__PROBLEM DETAILS__.
Starting with the line that contains "green heart-shaped leaf", write out each line through the end of the listing, unchanged. Output nothing else.

— begin MATERIAL FOR THIS TASK —

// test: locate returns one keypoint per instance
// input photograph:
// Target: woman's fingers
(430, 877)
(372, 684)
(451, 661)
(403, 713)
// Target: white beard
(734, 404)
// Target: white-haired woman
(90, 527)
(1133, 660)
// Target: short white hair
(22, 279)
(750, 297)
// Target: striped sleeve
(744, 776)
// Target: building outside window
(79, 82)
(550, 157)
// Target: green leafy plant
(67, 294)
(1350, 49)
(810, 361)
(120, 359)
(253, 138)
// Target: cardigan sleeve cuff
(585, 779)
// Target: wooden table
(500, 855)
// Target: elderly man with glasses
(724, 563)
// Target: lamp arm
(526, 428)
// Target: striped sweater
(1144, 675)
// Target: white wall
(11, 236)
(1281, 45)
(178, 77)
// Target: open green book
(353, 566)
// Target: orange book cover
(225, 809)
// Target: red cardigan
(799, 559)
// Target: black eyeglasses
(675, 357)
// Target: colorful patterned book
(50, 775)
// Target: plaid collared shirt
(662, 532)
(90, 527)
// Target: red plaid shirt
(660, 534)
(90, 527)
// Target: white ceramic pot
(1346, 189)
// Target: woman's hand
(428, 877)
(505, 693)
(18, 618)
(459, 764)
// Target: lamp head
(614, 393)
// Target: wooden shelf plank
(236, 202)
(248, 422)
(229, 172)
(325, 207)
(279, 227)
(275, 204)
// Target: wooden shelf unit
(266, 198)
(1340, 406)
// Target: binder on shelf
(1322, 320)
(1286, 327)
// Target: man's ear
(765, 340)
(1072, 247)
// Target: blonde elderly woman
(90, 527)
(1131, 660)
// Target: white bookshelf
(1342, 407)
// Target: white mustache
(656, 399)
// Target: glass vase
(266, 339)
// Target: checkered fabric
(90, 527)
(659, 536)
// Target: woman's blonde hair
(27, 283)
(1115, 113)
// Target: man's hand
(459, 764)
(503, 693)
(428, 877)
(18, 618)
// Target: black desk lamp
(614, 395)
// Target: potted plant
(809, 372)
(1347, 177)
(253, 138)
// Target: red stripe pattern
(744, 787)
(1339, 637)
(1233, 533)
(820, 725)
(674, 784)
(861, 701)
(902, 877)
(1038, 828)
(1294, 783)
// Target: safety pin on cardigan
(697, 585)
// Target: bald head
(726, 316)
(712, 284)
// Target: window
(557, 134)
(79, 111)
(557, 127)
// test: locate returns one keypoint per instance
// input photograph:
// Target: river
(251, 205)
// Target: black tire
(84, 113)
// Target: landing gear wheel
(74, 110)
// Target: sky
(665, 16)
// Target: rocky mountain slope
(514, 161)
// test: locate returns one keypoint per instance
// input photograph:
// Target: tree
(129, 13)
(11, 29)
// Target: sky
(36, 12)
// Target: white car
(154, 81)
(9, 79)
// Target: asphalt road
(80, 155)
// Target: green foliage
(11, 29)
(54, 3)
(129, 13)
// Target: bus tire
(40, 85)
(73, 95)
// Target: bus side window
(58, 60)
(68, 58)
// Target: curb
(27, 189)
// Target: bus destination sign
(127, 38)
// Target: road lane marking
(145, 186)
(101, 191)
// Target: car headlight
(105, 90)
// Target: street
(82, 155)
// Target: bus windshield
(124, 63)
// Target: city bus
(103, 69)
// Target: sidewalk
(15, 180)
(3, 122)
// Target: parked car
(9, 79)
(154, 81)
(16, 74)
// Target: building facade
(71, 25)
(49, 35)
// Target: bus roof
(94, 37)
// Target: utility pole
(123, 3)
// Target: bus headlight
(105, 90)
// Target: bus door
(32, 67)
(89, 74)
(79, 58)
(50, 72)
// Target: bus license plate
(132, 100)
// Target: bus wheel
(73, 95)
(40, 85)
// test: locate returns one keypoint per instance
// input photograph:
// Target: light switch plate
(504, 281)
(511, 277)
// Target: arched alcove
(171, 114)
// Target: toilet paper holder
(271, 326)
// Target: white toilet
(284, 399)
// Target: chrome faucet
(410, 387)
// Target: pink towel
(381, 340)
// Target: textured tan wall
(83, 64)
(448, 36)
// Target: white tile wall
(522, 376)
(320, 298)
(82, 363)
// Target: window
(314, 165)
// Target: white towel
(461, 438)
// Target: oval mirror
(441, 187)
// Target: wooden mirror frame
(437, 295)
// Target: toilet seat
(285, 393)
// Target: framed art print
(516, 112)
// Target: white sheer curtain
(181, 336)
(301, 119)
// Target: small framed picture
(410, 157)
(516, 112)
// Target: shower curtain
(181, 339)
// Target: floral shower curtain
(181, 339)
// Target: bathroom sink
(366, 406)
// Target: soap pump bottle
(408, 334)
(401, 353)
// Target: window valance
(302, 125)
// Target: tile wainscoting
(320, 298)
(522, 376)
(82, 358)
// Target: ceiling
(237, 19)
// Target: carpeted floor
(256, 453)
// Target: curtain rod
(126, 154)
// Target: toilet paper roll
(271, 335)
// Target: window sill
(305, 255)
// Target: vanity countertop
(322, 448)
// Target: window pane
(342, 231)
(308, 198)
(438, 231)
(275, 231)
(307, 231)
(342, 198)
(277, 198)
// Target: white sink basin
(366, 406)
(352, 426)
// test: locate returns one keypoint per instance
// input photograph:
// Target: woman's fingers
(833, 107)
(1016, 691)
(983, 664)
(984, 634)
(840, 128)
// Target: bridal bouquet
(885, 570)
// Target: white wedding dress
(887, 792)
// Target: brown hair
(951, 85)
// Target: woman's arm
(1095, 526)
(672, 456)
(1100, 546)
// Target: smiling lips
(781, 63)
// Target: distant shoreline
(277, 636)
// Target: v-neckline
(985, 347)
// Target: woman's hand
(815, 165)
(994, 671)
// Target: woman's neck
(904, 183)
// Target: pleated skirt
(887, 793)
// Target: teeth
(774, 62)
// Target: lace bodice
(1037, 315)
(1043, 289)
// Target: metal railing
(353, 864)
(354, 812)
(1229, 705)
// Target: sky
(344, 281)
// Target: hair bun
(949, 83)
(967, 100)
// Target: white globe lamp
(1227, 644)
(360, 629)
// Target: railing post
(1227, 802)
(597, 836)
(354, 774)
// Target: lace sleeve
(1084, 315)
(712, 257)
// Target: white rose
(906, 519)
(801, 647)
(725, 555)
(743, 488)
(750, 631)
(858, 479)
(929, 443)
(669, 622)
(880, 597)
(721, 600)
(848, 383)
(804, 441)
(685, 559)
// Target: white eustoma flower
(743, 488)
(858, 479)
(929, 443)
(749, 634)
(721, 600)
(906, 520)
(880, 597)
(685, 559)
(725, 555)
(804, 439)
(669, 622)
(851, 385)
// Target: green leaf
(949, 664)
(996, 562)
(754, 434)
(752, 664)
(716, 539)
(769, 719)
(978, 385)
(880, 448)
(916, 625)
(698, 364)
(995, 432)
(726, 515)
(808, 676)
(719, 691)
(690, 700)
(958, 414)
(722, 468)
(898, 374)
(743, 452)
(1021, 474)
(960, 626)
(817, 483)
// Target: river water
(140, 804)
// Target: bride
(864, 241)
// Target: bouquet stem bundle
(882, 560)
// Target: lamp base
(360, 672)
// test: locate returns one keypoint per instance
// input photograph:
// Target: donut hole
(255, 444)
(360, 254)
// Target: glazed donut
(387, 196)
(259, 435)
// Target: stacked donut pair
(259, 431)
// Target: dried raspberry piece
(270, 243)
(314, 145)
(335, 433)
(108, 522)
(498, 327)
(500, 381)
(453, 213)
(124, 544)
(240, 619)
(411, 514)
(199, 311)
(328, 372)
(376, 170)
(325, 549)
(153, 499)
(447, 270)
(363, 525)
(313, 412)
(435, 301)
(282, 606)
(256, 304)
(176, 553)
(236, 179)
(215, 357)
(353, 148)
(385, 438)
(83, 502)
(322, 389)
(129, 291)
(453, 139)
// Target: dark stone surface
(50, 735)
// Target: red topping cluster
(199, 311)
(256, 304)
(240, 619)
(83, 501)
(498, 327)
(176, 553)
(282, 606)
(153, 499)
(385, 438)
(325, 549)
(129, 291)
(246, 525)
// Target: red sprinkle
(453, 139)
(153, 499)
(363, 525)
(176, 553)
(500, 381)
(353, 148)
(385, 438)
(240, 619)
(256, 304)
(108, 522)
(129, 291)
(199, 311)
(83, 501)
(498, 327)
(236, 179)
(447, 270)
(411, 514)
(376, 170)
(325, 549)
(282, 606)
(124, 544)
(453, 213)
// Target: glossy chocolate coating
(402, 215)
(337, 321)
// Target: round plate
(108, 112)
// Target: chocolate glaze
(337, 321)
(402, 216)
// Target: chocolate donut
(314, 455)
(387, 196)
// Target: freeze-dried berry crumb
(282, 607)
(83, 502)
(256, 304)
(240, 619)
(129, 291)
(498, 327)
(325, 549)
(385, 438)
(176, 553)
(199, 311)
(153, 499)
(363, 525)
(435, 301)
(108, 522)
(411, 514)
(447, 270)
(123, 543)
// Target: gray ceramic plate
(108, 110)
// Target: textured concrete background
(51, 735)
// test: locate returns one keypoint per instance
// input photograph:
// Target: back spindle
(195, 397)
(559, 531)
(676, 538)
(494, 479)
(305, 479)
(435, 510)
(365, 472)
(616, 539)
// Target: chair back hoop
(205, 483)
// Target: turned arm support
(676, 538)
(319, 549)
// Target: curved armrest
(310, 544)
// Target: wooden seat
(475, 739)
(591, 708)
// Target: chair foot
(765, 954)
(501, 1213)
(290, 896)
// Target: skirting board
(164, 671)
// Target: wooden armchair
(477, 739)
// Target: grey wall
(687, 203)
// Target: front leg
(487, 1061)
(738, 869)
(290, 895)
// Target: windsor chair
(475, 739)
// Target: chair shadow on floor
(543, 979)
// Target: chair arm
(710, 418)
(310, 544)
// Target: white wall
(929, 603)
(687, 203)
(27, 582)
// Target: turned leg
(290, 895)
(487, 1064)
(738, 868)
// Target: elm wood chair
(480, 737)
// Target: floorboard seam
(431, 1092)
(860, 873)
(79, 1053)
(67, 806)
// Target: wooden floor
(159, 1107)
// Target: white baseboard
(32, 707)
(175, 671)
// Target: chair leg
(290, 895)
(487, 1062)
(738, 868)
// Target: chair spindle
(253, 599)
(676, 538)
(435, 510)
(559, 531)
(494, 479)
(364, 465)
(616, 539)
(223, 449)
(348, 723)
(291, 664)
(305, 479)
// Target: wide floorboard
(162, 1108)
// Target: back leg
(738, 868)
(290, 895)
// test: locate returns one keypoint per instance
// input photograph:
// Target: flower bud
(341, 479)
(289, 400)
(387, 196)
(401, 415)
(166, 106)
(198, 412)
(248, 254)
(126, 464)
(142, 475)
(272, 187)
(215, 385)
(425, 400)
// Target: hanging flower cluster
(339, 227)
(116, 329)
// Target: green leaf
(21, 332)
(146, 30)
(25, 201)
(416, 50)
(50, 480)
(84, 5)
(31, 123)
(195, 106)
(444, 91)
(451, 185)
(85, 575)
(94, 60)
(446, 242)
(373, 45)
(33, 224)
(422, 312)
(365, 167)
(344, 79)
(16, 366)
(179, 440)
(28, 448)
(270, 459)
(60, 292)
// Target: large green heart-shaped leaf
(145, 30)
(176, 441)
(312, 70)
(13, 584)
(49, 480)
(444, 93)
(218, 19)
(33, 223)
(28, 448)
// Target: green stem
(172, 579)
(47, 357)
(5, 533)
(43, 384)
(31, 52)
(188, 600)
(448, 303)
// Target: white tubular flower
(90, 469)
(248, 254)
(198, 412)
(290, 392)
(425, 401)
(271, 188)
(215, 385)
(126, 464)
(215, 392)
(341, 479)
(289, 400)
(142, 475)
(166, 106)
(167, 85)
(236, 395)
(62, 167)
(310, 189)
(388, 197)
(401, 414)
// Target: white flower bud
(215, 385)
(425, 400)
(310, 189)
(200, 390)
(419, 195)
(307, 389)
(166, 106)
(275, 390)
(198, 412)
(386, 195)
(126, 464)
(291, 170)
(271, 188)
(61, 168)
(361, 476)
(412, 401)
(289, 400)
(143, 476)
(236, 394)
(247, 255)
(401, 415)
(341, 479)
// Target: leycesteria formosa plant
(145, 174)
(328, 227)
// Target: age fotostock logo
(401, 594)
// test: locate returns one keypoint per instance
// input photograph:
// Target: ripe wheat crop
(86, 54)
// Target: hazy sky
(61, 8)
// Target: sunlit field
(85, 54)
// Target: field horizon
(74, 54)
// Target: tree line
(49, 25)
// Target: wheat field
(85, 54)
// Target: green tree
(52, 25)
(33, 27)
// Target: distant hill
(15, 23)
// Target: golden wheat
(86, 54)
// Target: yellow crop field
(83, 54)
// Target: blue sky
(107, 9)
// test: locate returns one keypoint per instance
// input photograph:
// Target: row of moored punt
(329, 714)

— end MATERIAL FOR THIS TASK —

__OUTPUT OF THE EXERCISE__.
// Target: large green heart-shaped leaf
(145, 30)
(176, 441)
(312, 70)
(13, 584)
(49, 480)
(444, 93)
(218, 19)
(33, 223)
(28, 448)
// Target: green stem
(172, 579)
(47, 357)
(5, 533)
(43, 384)
(31, 52)
(188, 600)
(448, 303)
// Target: white tubular flower
(90, 469)
(248, 254)
(198, 412)
(290, 392)
(425, 401)
(271, 188)
(215, 385)
(126, 464)
(215, 392)
(341, 479)
(289, 400)
(142, 475)
(166, 106)
(167, 85)
(236, 395)
(62, 167)
(310, 189)
(388, 197)
(401, 414)
// Target: white flower bud
(215, 385)
(425, 400)
(310, 189)
(200, 390)
(419, 195)
(307, 389)
(166, 106)
(275, 390)
(198, 412)
(386, 195)
(126, 464)
(291, 170)
(271, 188)
(61, 168)
(361, 476)
(412, 401)
(289, 400)
(143, 476)
(236, 394)
(247, 255)
(401, 415)
(341, 479)
// Target: leycesteria formosa plant
(145, 174)
(328, 227)
// Target: age fotostock logo
(401, 594)
// test: locate returns one keypoint per instance
// input photograph:
// Target: ripe wheat crop
(86, 54)
// Target: hazy sky
(61, 8)
// Target: sunlit field
(85, 54)
// Target: field horizon
(74, 54)
// Target: tree line
(49, 25)
// Target: wheat field
(85, 54)
// Target: green tree
(52, 25)
(33, 27)
// Target: distant hill
(15, 23)
// Target: golden wheat
(86, 54)
// Target: yellow crop field
(83, 54)
// Target: blue sky
(107, 9)
// test: locate returns one keypoint per instance
// input photograph:
// Target: row of moored punt
(329, 714)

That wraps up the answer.